En respuesta, las autoridades detuvieron a líderes de la protesta, como Enrique Mamani, quien había amenazado públicamente a los vocales del Tribunal Supremo Electoral. La violencia no solo evidenció la profundidad del quiebre, sino que también reveló la disposición de ambos bandos a llevar el conflicto hasta sus últimas consecuencias, sin medir el costo humano.
Con las elecciones programadas para el 17 de agosto, el panorama es desolador para el oficialismo y complejo para el país. Las encuestas, como las analizadas por el diario El País, muestran que el candidato del MAS “arcista”, Eduardo del Castillo, apenas supera el 2% de la intención de voto. La oposición tradicional, representada por figuras como Samuel Doria Medina y Jorge “Tuto” Quiroga, capitaliza la división y lidera los sondeos, aunque de manera fragmentada.

Material extraído ->
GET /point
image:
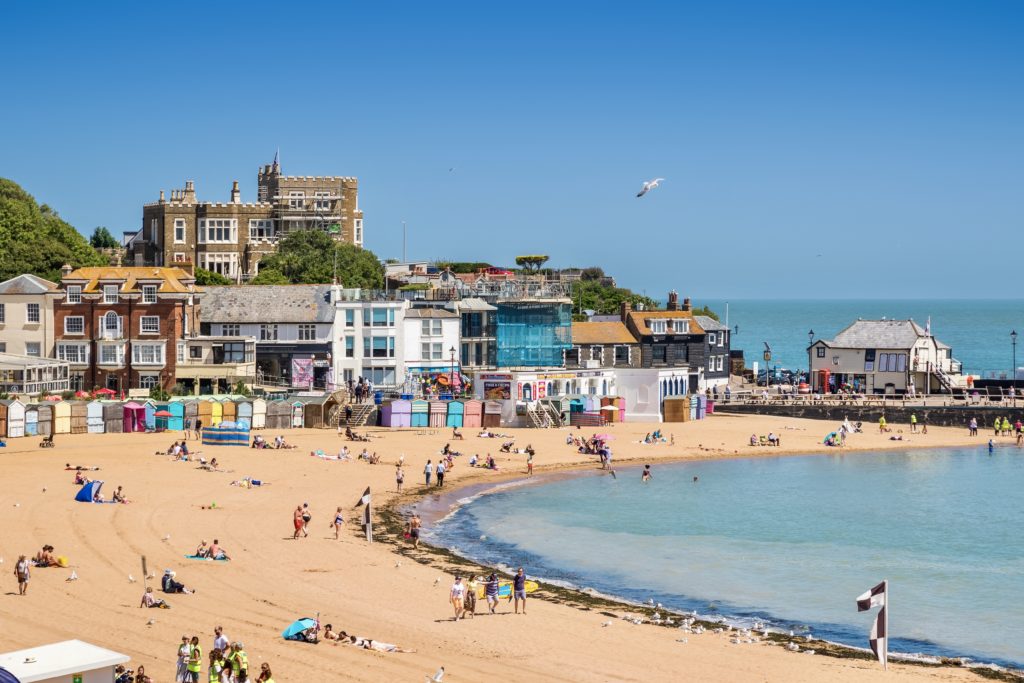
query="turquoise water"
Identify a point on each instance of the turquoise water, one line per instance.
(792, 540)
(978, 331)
...
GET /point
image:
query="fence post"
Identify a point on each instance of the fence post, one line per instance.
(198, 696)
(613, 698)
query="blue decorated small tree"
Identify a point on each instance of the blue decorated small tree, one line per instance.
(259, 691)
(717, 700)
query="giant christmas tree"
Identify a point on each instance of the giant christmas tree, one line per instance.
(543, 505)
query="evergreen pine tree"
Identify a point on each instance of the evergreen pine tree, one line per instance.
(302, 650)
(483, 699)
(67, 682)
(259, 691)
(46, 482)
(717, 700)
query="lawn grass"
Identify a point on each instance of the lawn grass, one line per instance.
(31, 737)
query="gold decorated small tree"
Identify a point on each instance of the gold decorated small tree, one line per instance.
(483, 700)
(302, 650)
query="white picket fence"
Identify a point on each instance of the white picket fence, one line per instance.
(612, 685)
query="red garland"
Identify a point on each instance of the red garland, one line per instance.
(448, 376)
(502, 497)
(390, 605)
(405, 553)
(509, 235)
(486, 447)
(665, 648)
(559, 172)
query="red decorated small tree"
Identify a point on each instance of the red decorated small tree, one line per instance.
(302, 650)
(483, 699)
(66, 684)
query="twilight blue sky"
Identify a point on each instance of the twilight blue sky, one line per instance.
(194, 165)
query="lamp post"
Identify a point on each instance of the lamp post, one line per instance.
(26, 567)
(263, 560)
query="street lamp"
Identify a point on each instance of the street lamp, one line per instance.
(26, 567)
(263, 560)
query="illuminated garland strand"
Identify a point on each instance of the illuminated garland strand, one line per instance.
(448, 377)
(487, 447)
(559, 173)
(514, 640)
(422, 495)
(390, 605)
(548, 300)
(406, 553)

Solicitud -> Edita el pasaje sobre las elecciones: reproduce el fragmento desde "Con las elecciones" hasta "de manera fragmentada.", ambos incluidos, con "desolador" sustituido por "sombrío".

Resultado ->
Con las elecciones programadas para el 17 de agosto, el panorama es sombrío para el oficialismo y complejo para el país. Las encuestas, como las analizadas por el diario El País, muestran que el candidato del MAS “arcista”, Eduardo del Castillo, apenas supera el 2% de la intención de voto. La oposición tradicional, representada por figuras como Samuel Doria Medina y Jorge “Tuto” Quiroga, capitaliza la división y lidera los sondeos, aunque de manera fragmentada.